** BEGIN Text to read **
Grab Hold

1 Comment on Grab Hold

Preached at St. Anne’s Episcopal Church – Tifton, Georgia

Mark 5:21-43

When Mark wrote his Gospel,
he loved to take a story
of something that happened to Jesus
and insert another story within it:
a kind of Markan sandwich,
as some have come to call it.

If this were a TV show,
it would be like having
a main plot and a subplot,
(all of which get happily resolved
in thirty minutes or less).

The reason Mark did this—
aside from the fact that
it may well have happened that way—
is because when you take one story
where someone needs Jesus,
and you put another story within it
where someone else needs Jesus,
it creates a conflict . . .
it raises the stakes . . .
and you get to see something of Jesus
you might otherwise have missed.

*   *   *

The main story is this:
A leader of the synagogue,
a fine, upstanding man named Jairus
(picture a biblical version
of an upper middle class man
with a wife, two kids, and a mortgage,
a leader of the community
who is just trying to live the Galilean dream)
comes to Jesus in total desperation.

He comes right up,
falls at Jesus’ feet,
grabs hold, and says,
“I need you.”
My daughter is at the point of death,
but if you come and lay your hands on her,
I think she will live.”

But here’s the thing.
** END Text to read **
• _Direction A_
Say whether each statement agrees with the sermon, answering yes or no and quoting the sermon's deciding words exactly: (i) The sermon was preached at a church in Tifton, Georgia. (ii) Jairus asks Jesus to help his dying son. (iii) The sermon likens Mark's way of telling stories to a TV show with a main plot and a subplot.
• _Direction B_
Render the rows from the line with "form [(379, 362)]." up to and including the line with "[(164, 214)]" as a two-column CSV with the headers request and answer. Give one CSV line per request, put each field in quotes, turn line breaks into spaces, and leave the pictures out.
** BEGIN Listed entries **
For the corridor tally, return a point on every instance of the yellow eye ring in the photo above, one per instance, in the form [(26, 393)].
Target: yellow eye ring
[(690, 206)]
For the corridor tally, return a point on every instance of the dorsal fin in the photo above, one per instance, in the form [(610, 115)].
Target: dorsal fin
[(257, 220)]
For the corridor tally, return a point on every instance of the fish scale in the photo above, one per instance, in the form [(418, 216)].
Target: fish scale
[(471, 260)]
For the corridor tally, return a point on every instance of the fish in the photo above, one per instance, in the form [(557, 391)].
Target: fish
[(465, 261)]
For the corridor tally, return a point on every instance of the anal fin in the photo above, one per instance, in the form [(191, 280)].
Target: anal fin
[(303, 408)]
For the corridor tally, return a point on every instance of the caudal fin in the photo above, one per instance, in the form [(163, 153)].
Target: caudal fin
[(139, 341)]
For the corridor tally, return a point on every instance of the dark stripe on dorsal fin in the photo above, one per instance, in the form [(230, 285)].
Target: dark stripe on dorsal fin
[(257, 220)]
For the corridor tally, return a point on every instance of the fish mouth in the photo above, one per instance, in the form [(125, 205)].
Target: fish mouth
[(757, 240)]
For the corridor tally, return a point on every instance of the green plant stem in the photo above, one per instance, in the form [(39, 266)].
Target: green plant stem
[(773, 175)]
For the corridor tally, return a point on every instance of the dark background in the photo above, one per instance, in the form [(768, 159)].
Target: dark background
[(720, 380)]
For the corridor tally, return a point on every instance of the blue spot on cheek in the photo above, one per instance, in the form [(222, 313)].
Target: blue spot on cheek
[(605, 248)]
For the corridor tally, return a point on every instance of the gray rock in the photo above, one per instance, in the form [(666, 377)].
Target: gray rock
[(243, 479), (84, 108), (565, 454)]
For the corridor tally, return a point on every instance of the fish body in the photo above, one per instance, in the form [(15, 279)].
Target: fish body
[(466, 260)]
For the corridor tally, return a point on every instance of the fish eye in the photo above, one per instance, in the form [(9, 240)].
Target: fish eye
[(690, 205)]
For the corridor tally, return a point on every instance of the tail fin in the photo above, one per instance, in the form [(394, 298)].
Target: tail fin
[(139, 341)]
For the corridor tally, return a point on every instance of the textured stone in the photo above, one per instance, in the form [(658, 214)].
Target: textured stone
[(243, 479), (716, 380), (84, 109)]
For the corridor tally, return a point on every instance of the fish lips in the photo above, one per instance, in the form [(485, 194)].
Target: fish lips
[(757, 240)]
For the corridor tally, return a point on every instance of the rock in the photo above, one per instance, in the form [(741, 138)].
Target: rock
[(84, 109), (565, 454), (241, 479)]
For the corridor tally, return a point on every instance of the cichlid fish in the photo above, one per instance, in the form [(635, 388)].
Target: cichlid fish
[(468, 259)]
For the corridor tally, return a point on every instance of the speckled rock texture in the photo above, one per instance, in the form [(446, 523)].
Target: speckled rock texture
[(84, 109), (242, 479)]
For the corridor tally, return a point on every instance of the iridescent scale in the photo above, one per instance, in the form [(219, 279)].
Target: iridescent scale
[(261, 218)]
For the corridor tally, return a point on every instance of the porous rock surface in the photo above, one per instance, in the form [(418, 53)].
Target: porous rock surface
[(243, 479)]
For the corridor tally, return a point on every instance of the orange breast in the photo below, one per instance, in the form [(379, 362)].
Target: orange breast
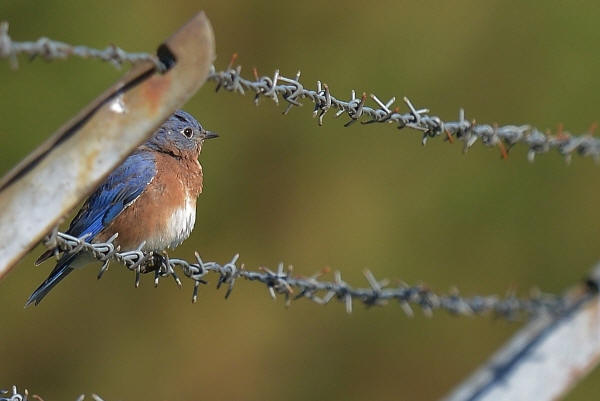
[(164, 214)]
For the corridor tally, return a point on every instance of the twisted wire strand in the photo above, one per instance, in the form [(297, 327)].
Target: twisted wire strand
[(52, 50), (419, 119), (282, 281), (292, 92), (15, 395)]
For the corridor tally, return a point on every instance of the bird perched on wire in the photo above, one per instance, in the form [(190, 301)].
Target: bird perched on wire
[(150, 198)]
** END Listed entries **
** BEGIN Listed entries **
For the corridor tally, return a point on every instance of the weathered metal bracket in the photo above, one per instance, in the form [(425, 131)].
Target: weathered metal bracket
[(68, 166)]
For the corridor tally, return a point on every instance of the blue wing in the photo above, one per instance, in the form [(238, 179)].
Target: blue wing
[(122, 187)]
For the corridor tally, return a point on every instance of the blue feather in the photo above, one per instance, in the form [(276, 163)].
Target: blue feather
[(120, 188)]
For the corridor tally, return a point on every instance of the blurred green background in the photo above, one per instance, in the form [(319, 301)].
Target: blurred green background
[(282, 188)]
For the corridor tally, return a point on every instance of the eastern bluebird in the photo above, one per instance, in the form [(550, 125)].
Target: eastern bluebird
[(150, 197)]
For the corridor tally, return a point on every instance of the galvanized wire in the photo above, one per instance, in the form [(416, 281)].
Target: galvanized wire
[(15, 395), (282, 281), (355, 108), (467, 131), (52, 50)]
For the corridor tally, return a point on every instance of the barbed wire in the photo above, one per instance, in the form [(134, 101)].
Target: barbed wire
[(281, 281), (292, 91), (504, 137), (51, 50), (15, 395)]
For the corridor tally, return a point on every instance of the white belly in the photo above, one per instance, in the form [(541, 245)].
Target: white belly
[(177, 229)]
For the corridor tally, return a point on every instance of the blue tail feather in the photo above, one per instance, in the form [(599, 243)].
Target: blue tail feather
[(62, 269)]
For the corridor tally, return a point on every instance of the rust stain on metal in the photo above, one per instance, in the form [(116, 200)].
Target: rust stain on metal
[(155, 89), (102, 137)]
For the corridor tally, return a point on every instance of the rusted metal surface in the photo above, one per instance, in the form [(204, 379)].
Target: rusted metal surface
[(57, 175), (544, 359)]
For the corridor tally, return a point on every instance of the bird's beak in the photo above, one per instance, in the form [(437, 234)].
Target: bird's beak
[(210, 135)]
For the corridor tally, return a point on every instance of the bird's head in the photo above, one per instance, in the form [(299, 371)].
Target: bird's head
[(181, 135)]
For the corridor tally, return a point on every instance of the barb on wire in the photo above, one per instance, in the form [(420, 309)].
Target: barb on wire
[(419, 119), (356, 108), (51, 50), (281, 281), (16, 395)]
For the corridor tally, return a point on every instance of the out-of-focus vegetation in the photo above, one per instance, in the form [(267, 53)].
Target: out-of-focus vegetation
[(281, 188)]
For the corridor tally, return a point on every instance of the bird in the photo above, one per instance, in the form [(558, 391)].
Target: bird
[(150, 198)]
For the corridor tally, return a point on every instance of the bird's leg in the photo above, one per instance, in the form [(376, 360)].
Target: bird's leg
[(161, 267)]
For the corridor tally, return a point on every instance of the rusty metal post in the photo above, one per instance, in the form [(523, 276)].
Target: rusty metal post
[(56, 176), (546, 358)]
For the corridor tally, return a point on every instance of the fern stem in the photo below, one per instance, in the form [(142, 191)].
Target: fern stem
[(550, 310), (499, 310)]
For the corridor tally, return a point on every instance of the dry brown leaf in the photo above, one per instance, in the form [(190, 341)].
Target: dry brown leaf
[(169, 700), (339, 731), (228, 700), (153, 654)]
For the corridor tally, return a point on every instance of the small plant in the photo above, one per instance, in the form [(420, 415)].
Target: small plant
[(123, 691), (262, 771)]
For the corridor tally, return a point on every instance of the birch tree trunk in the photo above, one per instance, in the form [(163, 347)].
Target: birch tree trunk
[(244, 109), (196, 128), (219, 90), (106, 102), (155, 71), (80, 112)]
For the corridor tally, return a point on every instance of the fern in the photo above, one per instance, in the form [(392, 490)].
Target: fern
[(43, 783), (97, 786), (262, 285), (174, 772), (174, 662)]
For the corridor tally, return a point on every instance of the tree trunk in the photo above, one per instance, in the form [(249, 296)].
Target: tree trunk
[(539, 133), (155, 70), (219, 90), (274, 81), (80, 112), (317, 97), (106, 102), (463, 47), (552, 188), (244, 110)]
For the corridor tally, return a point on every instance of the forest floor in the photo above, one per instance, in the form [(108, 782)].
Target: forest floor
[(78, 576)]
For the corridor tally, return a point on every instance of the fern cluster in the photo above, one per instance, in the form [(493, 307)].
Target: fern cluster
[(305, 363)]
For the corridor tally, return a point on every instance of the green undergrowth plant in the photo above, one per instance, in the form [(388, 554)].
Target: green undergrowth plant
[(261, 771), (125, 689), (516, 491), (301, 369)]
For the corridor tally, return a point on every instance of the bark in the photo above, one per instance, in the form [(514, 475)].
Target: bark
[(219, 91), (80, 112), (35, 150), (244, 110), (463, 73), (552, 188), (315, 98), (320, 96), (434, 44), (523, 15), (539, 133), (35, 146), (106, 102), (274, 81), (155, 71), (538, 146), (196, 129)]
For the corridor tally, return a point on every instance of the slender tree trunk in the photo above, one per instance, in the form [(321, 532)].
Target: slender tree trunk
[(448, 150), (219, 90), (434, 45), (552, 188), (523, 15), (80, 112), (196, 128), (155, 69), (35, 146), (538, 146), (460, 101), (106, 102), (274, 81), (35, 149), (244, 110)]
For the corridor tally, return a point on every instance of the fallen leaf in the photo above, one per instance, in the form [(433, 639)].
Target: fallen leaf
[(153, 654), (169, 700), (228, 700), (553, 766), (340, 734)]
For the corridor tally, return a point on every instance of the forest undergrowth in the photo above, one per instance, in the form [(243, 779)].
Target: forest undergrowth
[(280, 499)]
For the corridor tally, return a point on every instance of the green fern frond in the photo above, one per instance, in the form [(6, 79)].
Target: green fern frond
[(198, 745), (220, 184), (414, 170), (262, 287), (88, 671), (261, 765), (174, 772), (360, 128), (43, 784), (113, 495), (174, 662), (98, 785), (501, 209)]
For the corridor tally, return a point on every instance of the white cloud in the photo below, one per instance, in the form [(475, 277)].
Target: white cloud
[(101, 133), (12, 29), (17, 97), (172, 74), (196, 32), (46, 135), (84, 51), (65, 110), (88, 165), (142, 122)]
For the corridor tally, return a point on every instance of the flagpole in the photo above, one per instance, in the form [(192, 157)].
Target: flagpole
** END Listed entries **
• _Written answer A_
(i) Yes: "Preached at St. Anne’s Episcopal Church – Tifton, Georgia"
(ii) No: "My daughter is at the point of death,"
(iii) Yes: "a main plot and a subplot,"

• _Written answer B_
request,answer
"For the corridor tally, return a point on every instance of the orange breast in the photo below, one per instance, in the form [(379, 362)]. Target: orange breast","[(164, 214)]"